What, aren't Republicans allowed to point out incompetence of Republican administrations when it slaps them in the face. FEMA hasn't even gotten the new Flood maps out yet. No one can rebuild until the flood maps are released. They were promised by March 31, which was about three months too slow anyway, now they are saying mid-summer. Which means a year before vast swaths of the city will be able to rebuild with any degree of confidence (without the floodmaps, you can't get insurance and you may have to undo any reconstruction you do undertake).
4.3.2006 1:03pm
Houston Lawyer:
Justin

Hurricanes come in cycles. Experts on hurricanes say that we were in a down cycle for the last 30 years and we are due for an up cycle. These experts also say that global warming is not responsible.

The question is not whether global warming exists. The question is whether we are causing it.
4.3.2006 1:09pm
Smithy (mail) (www):
Well, since you're making light of your error, I guess you don't understand the significance of the distinction.

Overtopping is just water splashing over the top, in effect. Not really a big deal, whereas breaching will lead to major flooding. There is no real connection between the two. Overtopping does not lead to breaching and breaching can happen in the absence of overtopping. The breaching of the levees was truly a freak occurence that one would have predicted or anticipated. And no number of briefings about the minor issue of overtopping will change that.
4.3.2006 1:15pm
Freder Frederson (mail):
These experts also say that global warming is not responsible.

— Information supplied —
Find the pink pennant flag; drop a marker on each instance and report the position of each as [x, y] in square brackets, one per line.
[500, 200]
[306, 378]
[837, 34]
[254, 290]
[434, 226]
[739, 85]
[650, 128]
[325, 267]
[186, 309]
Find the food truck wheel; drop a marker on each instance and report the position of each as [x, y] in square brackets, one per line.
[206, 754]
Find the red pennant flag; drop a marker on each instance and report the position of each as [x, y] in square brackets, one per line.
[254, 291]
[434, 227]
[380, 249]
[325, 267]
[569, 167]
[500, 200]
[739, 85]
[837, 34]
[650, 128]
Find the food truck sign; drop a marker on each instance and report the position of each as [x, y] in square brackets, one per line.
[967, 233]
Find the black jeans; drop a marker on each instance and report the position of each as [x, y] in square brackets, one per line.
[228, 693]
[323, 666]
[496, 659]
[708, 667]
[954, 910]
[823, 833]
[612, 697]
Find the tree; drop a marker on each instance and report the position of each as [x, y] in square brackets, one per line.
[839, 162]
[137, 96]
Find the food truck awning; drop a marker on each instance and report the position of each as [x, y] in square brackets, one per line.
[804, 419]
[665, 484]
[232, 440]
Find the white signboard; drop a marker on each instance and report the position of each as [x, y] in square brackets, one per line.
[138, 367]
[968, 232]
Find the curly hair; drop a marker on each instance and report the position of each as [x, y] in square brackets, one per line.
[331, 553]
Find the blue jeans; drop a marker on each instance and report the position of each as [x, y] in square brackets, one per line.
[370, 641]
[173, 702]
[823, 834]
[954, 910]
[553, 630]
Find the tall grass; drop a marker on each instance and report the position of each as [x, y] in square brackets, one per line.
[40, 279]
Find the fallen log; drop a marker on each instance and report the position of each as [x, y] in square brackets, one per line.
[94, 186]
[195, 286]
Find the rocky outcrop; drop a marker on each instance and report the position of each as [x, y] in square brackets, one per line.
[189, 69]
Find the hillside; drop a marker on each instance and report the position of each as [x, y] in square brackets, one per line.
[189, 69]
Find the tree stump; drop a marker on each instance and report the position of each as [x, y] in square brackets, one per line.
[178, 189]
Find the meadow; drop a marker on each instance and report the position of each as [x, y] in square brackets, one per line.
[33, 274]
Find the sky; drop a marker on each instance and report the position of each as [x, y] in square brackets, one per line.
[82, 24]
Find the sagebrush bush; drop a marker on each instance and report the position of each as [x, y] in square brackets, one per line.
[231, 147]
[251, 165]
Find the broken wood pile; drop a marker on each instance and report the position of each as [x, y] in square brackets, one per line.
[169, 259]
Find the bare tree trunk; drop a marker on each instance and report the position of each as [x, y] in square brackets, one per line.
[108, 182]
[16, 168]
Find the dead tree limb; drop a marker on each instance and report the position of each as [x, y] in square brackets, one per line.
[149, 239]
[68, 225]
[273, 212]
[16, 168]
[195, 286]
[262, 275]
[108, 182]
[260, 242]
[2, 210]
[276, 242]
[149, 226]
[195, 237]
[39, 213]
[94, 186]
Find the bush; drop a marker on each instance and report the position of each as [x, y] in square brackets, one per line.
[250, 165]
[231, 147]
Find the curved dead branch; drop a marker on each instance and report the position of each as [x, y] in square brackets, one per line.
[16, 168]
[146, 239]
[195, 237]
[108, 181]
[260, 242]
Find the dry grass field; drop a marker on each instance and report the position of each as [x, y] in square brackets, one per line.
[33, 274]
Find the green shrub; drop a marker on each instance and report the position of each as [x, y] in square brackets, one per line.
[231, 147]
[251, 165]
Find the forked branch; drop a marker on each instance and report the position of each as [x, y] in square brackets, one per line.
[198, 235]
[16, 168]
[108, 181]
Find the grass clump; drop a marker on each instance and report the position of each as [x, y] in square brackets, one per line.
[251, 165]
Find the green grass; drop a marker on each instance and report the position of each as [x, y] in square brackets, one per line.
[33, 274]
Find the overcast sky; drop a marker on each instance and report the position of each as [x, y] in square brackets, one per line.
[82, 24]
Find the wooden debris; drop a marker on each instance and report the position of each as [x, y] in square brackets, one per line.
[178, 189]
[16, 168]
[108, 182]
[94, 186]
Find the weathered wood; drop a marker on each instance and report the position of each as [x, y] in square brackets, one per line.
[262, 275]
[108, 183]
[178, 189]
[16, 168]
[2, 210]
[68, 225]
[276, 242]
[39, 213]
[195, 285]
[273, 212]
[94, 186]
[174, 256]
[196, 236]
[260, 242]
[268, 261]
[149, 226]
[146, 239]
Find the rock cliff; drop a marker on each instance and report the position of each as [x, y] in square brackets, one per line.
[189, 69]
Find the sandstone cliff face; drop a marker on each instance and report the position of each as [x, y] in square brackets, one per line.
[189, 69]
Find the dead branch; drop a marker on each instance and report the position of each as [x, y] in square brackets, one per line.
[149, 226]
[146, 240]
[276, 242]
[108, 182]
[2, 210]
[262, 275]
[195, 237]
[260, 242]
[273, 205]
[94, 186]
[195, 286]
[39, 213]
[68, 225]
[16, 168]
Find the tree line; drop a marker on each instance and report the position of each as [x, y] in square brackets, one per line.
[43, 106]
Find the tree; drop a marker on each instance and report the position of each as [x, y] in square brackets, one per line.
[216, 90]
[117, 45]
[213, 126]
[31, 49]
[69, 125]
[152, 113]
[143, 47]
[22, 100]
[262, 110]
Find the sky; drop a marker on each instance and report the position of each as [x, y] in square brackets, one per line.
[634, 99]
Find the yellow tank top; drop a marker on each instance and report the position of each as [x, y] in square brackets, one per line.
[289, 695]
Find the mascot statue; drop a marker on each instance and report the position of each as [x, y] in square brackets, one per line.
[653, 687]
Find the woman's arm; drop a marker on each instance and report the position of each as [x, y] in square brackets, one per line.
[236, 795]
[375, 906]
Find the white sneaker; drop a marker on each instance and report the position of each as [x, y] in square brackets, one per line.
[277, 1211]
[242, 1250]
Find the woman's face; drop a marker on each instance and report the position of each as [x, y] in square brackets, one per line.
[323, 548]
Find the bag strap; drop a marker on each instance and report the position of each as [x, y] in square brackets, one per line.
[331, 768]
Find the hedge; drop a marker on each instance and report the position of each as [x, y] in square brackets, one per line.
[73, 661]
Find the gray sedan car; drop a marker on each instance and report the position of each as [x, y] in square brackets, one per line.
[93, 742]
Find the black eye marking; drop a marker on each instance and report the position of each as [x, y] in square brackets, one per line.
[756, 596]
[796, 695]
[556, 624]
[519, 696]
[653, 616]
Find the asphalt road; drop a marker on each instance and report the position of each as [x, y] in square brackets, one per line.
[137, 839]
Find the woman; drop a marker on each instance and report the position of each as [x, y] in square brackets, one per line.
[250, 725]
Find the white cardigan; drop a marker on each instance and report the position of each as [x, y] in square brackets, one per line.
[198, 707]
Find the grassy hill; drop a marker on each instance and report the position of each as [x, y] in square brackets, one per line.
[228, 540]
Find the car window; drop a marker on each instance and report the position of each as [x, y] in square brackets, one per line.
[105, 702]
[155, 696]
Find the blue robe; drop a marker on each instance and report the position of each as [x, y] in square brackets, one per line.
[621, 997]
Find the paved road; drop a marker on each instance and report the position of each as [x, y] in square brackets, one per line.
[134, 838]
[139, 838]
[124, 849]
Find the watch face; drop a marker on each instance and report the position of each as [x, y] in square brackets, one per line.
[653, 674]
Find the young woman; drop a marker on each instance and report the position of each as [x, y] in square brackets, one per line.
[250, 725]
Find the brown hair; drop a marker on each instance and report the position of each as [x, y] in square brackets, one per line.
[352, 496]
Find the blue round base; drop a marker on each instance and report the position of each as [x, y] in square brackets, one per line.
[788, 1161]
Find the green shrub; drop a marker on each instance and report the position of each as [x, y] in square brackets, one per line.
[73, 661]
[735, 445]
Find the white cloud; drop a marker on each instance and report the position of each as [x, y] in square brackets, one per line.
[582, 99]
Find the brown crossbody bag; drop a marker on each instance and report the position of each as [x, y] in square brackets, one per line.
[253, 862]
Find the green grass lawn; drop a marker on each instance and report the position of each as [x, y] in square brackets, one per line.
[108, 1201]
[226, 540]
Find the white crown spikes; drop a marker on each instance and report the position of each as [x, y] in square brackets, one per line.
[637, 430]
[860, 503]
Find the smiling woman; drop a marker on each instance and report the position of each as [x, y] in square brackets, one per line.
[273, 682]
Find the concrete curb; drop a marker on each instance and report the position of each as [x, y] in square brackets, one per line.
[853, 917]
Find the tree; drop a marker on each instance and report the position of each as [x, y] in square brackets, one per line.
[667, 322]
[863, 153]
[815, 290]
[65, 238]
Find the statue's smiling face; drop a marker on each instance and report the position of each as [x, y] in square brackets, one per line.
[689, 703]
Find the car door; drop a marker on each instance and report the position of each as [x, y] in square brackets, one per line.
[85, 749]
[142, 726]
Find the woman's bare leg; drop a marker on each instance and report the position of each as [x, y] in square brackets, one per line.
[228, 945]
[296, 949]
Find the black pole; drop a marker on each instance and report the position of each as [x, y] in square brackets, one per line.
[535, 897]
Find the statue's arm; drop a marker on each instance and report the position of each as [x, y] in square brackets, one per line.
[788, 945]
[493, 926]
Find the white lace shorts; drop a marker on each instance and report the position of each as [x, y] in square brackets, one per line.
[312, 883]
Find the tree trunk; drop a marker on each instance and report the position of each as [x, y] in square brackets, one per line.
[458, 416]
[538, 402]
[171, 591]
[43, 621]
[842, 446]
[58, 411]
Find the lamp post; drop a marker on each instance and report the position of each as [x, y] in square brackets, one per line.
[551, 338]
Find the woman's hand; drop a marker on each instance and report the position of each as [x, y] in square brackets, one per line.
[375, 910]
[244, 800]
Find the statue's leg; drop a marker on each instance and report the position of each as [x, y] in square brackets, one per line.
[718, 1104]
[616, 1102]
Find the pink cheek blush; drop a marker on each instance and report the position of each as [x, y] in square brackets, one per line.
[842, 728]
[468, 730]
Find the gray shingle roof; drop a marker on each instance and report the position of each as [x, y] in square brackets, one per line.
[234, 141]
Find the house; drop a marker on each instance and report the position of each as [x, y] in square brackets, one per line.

— Short exercise —
Copy the comment thread word for word, from start to finish. The listing has no connection to the comment thread.

— Correct output —
What, aren't Republicans allowed to point out incompetence of Republican administrations when it slaps them in the face. FEMA hasn't even gotten the new Flood maps out yet. No one can rebuild until the flood maps are released. They were promised by March 31, which was about three months too slow anyway, now they are saying mid-summer. Which means a year before vast swaths of the city will be able to rebuild with any degree of confidence (without the floodmaps, you can't get insurance and you may have to undo any reconstruction you do undertake).
4.3.2006 1:03pm
Houston Lawyer:
Justin

Hurricanes come in cycles. Experts on hurricanes say that we were in a down cycle for the last 30 years and we are due for an up cycle. These experts also say that global warming is not responsible.

The question is not whether global warming exists. The question is whether we are causing it.
4.3.2006 1:09pm
Smithy (mail) (www):
Well, since you're making light of your error, I guess you don't understand the significance of the distinction.

Overtopping is just water splashing over the top, in effect. Not really a big deal, whereas breaching will lead to major flooding. There is no real connection between the two. Overtopping does not lead to breaching and breaching can happen in the absence of overtopping. The breaching of the levees was truly a freak occurence that one would have predicted or anticipated. And no number of briefings about the minor issue of overtopping will change that.
4.3.2006 1:15pm
Freder Frederson (mail):
These experts also say that global warming is not responsible.